What is required
Please write out the final portion of the records below exactly: the line containing "Target: line marking on grass", every line after it, and nothing else.

Data
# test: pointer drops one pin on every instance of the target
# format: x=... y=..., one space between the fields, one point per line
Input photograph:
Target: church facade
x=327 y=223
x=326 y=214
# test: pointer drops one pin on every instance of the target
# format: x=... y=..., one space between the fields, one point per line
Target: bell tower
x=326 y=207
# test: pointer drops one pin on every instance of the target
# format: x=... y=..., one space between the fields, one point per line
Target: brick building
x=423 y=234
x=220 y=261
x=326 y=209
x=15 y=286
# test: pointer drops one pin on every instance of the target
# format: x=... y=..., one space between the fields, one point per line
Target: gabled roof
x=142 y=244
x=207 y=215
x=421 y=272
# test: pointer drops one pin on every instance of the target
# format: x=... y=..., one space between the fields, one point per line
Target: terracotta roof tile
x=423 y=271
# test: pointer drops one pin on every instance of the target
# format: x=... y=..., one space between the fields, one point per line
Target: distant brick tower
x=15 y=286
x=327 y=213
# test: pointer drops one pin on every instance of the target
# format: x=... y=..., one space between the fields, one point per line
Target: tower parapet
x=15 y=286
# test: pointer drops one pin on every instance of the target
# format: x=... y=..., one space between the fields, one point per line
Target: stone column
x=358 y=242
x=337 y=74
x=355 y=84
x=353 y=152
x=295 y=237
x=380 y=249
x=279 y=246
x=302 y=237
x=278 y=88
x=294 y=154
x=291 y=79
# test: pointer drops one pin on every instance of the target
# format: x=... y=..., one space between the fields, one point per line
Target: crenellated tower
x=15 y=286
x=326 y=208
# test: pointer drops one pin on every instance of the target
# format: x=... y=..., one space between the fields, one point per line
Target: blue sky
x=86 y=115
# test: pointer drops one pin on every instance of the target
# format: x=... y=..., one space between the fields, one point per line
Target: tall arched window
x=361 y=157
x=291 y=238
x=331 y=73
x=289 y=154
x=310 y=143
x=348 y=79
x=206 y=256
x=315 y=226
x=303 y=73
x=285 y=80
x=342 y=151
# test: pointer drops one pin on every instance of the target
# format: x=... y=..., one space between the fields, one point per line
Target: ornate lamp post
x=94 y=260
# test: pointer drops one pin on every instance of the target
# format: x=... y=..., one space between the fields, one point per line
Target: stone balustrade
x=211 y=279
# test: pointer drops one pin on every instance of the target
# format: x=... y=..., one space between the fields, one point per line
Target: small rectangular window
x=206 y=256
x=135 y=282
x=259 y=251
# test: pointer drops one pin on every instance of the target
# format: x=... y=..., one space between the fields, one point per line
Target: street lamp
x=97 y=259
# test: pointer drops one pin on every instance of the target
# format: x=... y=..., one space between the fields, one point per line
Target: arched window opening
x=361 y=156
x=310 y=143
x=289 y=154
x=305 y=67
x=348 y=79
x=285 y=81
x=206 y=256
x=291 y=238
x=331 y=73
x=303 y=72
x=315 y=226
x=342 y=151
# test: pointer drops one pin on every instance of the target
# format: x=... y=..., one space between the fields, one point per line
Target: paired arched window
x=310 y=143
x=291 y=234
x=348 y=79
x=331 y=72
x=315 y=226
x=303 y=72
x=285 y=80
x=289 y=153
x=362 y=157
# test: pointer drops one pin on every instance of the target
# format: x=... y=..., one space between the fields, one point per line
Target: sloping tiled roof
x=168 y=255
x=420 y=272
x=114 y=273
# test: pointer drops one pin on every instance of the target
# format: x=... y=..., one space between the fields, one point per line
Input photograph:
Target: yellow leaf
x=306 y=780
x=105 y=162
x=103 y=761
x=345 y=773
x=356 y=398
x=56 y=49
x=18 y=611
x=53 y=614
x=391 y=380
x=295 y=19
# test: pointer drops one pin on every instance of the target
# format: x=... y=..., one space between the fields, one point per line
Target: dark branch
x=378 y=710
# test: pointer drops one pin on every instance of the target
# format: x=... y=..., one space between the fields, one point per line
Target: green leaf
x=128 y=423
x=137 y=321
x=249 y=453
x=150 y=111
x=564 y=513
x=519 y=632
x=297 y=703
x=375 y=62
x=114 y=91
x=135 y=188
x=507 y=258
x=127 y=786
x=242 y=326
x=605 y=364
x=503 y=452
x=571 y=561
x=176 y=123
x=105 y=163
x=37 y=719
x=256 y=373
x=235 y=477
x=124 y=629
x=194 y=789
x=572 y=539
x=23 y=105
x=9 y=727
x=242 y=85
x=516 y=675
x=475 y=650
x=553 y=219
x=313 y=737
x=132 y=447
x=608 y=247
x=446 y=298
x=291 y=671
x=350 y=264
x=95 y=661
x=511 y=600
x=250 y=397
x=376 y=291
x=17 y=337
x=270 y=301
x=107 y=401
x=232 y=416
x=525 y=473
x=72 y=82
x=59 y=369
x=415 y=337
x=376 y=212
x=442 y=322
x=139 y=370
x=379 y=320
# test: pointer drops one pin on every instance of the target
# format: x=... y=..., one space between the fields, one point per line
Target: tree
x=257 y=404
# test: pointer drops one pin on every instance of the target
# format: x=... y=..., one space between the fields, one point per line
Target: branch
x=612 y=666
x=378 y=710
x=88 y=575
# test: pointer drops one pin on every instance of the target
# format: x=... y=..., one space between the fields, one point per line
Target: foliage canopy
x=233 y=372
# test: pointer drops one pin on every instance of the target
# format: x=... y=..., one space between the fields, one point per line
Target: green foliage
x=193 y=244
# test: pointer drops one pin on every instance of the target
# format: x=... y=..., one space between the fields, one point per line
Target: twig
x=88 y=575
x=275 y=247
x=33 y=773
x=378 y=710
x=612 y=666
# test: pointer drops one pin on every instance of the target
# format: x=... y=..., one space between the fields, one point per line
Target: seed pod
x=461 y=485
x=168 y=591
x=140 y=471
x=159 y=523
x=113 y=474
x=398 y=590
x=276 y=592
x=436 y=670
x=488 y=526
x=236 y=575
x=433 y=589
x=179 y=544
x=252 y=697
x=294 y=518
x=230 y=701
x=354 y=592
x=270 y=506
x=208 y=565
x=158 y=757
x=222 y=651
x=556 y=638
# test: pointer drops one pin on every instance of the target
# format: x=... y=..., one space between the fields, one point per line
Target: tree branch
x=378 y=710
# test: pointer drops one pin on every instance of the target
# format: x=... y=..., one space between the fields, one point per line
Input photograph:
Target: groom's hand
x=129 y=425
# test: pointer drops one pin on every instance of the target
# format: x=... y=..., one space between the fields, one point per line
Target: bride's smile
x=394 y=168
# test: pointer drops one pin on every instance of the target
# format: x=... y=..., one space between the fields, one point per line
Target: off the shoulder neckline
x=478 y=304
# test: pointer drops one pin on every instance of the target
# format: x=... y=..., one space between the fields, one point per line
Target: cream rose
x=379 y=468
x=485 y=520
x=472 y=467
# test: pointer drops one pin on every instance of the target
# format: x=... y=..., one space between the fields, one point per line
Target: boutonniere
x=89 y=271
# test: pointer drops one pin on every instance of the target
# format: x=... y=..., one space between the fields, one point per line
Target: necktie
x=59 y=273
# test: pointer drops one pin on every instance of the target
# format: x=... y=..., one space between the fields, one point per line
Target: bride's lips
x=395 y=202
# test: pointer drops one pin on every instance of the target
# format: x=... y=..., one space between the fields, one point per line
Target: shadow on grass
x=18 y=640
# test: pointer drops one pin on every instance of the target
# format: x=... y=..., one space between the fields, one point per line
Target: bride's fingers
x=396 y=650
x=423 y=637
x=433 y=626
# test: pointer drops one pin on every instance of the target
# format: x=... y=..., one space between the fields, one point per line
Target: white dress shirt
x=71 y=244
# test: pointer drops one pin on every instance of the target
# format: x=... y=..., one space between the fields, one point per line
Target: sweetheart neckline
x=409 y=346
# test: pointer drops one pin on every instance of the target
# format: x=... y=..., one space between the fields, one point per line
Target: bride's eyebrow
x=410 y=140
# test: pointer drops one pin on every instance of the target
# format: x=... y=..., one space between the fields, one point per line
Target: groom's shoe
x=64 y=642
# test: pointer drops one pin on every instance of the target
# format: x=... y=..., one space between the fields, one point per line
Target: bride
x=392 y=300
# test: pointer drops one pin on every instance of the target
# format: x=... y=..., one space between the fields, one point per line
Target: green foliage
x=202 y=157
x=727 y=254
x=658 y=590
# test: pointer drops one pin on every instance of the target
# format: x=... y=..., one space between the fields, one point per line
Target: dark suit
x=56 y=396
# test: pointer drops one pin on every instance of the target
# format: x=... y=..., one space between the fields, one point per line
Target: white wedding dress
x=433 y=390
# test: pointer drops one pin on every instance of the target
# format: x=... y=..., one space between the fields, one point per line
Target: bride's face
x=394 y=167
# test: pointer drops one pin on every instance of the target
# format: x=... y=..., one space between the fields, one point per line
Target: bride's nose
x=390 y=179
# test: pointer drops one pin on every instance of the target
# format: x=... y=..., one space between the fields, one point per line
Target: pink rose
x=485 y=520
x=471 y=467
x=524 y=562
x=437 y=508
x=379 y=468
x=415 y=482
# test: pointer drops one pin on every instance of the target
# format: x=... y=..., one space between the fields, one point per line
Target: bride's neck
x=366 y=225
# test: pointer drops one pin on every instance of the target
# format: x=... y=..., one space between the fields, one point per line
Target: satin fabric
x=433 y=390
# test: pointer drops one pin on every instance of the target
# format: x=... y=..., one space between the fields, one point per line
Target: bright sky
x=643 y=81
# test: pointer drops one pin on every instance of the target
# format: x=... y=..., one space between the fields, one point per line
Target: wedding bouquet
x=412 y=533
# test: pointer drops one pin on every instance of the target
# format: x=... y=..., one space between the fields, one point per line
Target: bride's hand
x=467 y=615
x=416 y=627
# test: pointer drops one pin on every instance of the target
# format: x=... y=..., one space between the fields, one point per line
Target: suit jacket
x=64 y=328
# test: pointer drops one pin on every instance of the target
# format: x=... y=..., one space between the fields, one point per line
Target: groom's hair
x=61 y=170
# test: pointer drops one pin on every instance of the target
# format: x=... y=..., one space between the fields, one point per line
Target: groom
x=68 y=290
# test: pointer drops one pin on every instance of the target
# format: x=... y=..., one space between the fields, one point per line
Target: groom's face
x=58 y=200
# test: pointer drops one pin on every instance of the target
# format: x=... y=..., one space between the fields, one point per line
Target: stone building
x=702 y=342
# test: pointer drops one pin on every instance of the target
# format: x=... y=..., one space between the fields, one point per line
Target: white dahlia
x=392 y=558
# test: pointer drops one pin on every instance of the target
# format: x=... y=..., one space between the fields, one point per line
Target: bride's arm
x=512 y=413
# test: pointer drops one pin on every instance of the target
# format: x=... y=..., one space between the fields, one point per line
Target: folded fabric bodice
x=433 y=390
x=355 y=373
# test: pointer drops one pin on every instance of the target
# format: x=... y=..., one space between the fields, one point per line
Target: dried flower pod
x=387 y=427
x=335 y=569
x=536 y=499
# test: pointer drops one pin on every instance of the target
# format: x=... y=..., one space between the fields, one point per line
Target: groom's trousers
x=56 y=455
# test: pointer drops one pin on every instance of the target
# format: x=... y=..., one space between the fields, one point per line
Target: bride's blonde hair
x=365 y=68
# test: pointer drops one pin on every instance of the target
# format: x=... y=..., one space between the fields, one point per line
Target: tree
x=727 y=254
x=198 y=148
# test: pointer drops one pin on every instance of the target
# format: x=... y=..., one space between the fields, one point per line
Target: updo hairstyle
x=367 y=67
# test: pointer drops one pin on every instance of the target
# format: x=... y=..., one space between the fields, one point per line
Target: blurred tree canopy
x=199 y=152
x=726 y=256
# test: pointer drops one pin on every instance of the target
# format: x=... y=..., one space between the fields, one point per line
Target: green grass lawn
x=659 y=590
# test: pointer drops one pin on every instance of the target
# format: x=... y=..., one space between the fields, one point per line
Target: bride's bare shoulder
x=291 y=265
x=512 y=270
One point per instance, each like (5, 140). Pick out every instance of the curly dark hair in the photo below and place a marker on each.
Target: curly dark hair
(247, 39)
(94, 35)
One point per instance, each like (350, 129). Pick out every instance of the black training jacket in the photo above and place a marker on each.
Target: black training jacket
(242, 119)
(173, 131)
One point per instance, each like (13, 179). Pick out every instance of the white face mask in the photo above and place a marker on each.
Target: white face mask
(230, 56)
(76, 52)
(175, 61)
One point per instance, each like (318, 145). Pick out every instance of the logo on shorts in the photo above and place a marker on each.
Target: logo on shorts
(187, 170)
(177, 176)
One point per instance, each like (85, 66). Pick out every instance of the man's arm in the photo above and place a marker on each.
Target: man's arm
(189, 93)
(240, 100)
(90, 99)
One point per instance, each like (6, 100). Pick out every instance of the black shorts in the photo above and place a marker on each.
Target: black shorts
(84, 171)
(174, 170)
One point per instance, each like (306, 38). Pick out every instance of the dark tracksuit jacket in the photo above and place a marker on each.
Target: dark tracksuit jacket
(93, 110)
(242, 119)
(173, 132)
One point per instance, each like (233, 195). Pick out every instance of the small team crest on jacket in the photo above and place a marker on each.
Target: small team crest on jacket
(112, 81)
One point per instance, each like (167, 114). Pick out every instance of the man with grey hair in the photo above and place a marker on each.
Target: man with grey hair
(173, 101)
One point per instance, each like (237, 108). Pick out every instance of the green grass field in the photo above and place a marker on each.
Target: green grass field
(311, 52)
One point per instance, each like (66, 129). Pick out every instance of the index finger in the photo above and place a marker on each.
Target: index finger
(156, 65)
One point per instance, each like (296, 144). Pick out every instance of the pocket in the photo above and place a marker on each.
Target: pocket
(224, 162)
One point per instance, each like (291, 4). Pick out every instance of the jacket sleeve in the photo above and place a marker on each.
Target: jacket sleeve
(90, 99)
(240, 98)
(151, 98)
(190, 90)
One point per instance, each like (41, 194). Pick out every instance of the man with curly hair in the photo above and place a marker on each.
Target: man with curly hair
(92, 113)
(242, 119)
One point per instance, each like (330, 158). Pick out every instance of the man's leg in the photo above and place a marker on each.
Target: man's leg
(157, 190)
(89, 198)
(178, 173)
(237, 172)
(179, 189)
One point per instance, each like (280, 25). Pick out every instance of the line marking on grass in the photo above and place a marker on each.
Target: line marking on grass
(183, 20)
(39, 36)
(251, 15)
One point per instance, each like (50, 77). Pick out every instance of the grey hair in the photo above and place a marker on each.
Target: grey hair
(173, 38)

Response to the task
Target: line marking on grass
(183, 20)
(39, 36)
(251, 15)
One point per instance, each like (50, 77). Pick out every instance of the grey hair in the photo above and place a marker on each.
Target: grey hair
(173, 38)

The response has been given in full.